┌─ Record extracts

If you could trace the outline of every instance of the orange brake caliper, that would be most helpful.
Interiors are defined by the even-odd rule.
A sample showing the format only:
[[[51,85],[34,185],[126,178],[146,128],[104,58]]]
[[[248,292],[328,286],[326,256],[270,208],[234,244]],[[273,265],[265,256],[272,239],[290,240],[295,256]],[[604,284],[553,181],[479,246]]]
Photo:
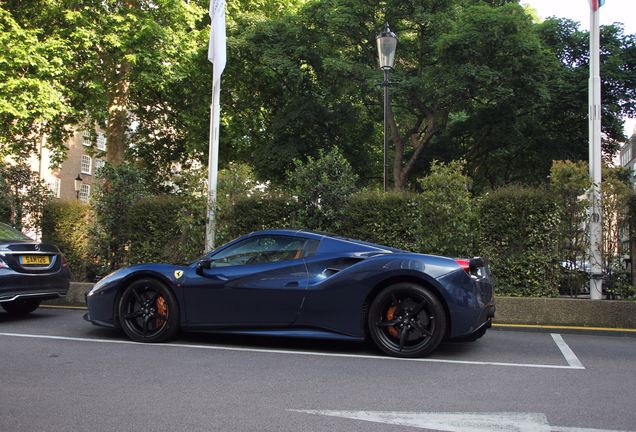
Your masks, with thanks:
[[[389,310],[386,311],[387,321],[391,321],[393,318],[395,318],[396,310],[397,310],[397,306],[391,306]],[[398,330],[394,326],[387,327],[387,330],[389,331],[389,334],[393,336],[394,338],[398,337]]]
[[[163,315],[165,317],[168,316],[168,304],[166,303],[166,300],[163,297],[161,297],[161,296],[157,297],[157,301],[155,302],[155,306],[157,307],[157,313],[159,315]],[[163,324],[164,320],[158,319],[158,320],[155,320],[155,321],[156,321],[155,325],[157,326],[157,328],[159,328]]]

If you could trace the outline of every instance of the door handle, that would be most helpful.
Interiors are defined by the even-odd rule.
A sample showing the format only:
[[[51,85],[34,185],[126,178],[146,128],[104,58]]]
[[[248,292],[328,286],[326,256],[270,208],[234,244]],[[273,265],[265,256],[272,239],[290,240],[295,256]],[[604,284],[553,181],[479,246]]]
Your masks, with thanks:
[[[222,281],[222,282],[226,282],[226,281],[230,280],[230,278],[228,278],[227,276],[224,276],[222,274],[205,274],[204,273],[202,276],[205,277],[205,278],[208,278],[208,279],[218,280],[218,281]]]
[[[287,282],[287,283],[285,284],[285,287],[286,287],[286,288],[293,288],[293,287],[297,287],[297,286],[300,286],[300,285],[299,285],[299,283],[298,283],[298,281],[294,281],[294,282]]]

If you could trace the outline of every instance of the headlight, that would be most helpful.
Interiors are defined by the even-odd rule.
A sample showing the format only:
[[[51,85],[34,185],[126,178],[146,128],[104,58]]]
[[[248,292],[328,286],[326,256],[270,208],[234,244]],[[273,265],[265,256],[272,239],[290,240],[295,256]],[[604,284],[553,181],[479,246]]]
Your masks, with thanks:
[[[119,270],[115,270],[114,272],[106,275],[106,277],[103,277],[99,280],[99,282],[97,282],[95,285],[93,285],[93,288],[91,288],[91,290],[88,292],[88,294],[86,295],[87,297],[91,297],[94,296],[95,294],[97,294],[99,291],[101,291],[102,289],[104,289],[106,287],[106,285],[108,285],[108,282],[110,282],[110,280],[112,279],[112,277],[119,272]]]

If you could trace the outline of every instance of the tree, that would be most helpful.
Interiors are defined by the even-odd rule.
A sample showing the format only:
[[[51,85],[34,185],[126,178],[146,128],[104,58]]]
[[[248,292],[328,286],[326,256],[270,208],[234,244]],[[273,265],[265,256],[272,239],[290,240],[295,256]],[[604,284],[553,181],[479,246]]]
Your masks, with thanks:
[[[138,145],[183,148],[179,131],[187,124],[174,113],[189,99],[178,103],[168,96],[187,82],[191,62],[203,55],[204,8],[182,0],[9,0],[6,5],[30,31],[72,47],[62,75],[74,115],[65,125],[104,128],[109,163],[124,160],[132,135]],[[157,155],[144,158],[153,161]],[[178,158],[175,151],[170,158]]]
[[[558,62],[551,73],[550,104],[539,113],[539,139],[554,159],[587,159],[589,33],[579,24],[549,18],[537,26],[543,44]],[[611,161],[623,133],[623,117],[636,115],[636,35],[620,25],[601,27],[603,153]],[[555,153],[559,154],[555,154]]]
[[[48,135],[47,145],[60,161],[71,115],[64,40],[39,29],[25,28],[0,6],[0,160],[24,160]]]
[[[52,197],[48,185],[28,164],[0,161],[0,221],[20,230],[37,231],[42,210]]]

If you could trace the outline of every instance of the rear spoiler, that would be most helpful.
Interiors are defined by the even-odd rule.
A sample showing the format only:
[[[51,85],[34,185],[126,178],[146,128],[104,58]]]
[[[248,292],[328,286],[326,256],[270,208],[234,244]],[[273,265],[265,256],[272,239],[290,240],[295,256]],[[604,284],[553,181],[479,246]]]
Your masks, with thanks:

└─

*Task details*
Which lines in the records contain the word "every"? Copy each one.

*Exercise output*
If you could trace the outline of every instance of the orange brake caliper, that would be most helpful.
If you could trace the outline of every instance of the door handle, that would be most helpful.
If you could trace the outline of every instance of the headlight, that would be most helpful.
If you could trace the outline of every instance of the tree, that would be most helpful.
If you could trace the outline of every instance of the rear spoiler, that would be most helpful.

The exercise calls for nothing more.